List each line of the data that holds the string "below", please.
---------- DATA TO USE
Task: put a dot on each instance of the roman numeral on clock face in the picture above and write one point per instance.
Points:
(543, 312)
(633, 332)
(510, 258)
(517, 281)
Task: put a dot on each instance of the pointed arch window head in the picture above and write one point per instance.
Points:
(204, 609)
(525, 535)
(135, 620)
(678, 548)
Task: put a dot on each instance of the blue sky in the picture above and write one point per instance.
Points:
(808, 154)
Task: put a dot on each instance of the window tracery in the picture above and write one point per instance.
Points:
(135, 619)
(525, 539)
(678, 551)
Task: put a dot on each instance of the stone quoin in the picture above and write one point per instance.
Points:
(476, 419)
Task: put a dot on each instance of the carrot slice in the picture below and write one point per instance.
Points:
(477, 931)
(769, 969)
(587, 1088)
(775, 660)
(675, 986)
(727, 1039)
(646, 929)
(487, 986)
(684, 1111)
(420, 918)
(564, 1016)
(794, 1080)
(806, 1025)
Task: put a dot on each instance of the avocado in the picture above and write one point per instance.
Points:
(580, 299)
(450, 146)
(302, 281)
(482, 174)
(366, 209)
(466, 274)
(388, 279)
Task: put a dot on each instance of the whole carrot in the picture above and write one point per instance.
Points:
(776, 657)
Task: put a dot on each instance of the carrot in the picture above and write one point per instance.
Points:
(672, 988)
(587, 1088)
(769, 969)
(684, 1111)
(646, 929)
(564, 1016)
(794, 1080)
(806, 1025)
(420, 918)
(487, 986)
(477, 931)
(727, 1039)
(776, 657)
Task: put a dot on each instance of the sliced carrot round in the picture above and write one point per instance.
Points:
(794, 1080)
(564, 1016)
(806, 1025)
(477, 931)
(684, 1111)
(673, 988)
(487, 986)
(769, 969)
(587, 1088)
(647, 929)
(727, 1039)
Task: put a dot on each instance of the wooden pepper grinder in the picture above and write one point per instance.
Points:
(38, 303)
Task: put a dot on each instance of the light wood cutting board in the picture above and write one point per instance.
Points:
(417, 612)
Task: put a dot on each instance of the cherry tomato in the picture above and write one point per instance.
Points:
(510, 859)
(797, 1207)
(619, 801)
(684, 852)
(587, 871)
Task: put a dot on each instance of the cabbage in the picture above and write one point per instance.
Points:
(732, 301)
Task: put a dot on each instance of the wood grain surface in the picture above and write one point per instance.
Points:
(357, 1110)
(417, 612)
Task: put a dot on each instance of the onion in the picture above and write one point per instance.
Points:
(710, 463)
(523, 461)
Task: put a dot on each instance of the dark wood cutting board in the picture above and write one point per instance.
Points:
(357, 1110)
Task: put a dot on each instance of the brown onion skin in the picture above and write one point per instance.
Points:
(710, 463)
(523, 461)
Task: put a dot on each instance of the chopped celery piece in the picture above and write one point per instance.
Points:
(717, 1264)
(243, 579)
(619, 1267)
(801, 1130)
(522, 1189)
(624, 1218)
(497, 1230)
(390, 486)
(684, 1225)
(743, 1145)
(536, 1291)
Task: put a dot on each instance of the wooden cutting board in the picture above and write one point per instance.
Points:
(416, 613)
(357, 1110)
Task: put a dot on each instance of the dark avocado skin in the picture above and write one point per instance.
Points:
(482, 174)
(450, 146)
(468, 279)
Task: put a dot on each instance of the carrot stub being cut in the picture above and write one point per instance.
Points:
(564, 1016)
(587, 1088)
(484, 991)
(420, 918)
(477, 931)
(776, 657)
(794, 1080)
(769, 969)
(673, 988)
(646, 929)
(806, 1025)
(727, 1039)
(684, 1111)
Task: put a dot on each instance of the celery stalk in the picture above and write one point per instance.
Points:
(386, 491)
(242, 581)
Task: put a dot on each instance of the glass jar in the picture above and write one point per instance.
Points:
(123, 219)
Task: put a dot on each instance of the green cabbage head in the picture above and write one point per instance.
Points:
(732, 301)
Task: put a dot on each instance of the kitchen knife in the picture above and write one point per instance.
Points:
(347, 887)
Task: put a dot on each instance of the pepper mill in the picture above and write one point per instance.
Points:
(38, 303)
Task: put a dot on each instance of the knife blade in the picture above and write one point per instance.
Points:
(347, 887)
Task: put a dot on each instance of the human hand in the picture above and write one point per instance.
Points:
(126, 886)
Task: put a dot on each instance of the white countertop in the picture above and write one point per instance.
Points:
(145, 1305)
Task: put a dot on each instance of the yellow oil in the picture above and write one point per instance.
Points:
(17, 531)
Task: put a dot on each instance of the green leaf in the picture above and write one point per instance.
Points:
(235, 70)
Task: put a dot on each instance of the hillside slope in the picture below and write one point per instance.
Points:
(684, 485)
--------------------
EXERCISE RESPONSE:
Task: put a dot on each instance of the carrot slice in the picture below and write one point per instance.
Task: put a dot on each instance of the hillside slope in the picture below and write one point per instance.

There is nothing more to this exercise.